Given task –
In the dream account, what is the name of the weapon the writer has sought out or demanded to use?

Extract to read –
============================================================

Heh... I don't know about anyone else Gabe, but I, for one, am quite... exhausted myself. Living this way is just... tiring; I won't disagree with you. I'm sure SOMETHING'S going to happen though. Occasionally, while I'm asleep and while I dream, I seem to be in the process of getting prepared for what's to come. I've already had a three dreams in which I either sought out—or demanded use of—my weapon, Luruuskaani. However, as of yet, I haven't been allowed to use her; it seems that I'm not yet ready to wield her again.

During my dream last night though, I was given a crash course (partially literally) reteaching me how to summon my wings on the spot and how to fly with them. If I may go on a slight tangent, I learned (in quite an unfortunate manner) that having faith in my wings appearing and/or simply having a desire for them to appear was far more effective than mentally commanding, "Wings appear!" or "Fly!" or manipulating my back muscles in a manner similar to flapping wings; when I attempted the latter two methods, I ended up crashing to the ground in a rather ungraceful and painful heap (this was a two- or three-story high fall, mind you... XD). I managed it the second time though I was unable to fly very high... ^^"

============================================================

Material provided –
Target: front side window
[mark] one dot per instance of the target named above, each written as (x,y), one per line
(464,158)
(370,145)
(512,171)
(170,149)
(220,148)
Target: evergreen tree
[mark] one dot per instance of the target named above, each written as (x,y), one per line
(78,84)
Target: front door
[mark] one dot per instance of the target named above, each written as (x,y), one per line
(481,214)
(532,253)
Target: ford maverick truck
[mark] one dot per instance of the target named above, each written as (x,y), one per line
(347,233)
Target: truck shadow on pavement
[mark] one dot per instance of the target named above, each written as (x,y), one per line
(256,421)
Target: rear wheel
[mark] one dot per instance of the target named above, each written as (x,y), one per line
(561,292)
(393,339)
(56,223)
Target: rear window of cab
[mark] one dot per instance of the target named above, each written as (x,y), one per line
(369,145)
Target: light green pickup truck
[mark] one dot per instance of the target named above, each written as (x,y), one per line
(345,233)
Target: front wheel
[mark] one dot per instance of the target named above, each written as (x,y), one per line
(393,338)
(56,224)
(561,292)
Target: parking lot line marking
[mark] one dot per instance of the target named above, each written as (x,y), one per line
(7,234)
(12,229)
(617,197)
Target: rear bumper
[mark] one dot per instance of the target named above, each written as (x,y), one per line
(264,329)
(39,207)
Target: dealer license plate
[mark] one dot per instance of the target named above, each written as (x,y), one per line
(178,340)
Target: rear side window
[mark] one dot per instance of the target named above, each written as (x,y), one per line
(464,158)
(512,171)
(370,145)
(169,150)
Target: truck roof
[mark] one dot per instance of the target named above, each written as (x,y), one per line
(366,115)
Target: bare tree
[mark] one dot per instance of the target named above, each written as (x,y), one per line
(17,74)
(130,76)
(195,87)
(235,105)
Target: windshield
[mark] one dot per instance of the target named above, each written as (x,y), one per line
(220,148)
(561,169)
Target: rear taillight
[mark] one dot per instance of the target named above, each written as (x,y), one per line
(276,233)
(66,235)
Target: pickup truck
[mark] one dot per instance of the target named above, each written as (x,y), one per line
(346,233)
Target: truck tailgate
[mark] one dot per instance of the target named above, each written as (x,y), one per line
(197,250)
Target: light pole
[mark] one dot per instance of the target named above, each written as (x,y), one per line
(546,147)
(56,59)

============================================================

The output –
Luruuskaani